- What you need to do: Rewrite every item below as a Markdown table with the columns Row and Item. Give each line its own numbered row and leave out blank lines.

- Source material:

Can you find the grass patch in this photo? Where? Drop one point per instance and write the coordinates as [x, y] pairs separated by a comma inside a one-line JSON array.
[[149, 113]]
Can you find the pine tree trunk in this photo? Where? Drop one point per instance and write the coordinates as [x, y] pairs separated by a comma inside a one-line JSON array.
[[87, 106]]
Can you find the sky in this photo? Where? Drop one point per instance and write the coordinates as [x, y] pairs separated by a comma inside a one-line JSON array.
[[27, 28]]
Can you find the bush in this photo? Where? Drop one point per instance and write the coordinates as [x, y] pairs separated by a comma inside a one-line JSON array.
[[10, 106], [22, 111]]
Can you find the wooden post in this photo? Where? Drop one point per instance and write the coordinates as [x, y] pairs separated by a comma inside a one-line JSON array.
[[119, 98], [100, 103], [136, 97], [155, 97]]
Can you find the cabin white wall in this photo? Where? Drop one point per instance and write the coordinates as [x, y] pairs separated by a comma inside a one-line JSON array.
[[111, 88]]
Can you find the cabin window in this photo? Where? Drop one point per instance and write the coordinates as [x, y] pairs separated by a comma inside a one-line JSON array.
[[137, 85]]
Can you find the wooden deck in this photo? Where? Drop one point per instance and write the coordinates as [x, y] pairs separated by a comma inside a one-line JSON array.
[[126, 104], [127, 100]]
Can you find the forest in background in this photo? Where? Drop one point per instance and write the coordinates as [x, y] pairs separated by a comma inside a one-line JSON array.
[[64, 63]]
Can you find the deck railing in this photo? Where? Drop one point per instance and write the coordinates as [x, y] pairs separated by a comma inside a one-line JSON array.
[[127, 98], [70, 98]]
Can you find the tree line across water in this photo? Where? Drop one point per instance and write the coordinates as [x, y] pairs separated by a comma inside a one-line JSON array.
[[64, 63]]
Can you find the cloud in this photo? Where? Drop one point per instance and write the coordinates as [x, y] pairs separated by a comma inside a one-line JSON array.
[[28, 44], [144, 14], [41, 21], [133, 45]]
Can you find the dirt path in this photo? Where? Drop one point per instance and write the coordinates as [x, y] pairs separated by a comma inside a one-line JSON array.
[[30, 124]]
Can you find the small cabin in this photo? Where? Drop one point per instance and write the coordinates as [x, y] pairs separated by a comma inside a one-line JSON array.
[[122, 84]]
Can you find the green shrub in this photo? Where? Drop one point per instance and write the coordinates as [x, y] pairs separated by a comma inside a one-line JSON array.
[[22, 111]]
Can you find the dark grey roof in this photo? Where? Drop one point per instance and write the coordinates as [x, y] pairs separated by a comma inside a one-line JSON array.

- Reply to the exercise:
| Row | Item |
|---|---|
| 1 | Can you find the grass patch in this photo? Where? Drop one point per instance and write the coordinates as [x, y] pairs separated by a comma inside a one-line JSON array. |
| 2 | [[149, 113]] |
| 3 | Can you find the pine tree trunk in this photo? Where? Drop one point per instance and write the coordinates as [x, y] pairs separated by a comma inside a one-line JSON array. |
| 4 | [[87, 106]] |
| 5 | Can you find the sky in this photo? Where? Drop one point per instance and write the coordinates as [x, y] pairs separated by a comma inside a one-line JSON array. |
| 6 | [[27, 28]] |
| 7 | Can you find the bush in this photo? Where? Drop one point per instance and write the coordinates as [x, y] pairs separated by a comma inside a one-line JSON array. |
| 8 | [[10, 106], [22, 111]] |
| 9 | Can you find the wooden post in this photo? Where? Drop one point per instance and write the coordinates as [x, y] pairs separated by a comma inside a one-line JSON array. |
| 10 | [[119, 98], [100, 103], [136, 97], [155, 97]] |
| 11 | Can you find the cabin white wall in this photo? Where? Drop one point per instance and write the coordinates as [x, y] pairs separated by a comma inside a one-line JSON array. |
| 12 | [[111, 88]] |
| 13 | Can you find the cabin window in this photo? Where? Drop one point per instance and write the coordinates as [x, y] pairs separated by a comma inside a one-line JSON array. |
| 14 | [[137, 85]] |
| 15 | Can you find the wooden deck in this photo? Where? Drop one point per instance and write the coordinates as [x, y] pairs separated by a comma inside a one-line JSON array. |
| 16 | [[126, 104], [127, 100]] |
| 17 | Can you find the forest in background in this photo? Where? Drop one point per instance and write the coordinates as [x, y] pairs separated by a comma inside a one-line JSON array. |
| 18 | [[64, 63]] |
| 19 | Can you find the deck railing in this photo? Where? Drop one point per instance and write the coordinates as [x, y] pairs separated by a comma inside a one-line JSON array. |
| 20 | [[127, 98], [70, 98]] |
| 21 | Can you find the tree line across water in this photo? Where? Drop one point per instance and write the coordinates as [x, y] pairs separated by a comma inside a one-line JSON array. |
| 22 | [[64, 63]] |
| 23 | Can you find the cloud in this photo? Where? Drop one point per instance and write the coordinates as [x, y] pairs separated by a comma inside a one-line JSON array. |
| 24 | [[28, 44], [144, 14], [41, 21], [133, 45]] |
| 25 | Can you find the dirt path in this photo? Where? Drop one point per instance and write the coordinates as [x, y] pairs separated by a comma inside a one-line JSON array. |
| 26 | [[30, 124]] |
| 27 | Can you find the small cabin in this photo? Where? Drop one point per instance and write the coordinates as [x, y] pairs separated by a comma inside a one-line JSON array. |
| 28 | [[122, 84]] |
| 29 | Can you find the green shrub in this photo? Where? Drop one point per instance and write the coordinates as [x, y] pairs separated by a comma inside a one-line JSON array. |
| 30 | [[22, 111]] |
| 31 | Can you find the dark grey roof in this photo? Where? Drop one point per instance and write the coordinates as [x, y] pairs separated by a comma inside a one-line JSON array. |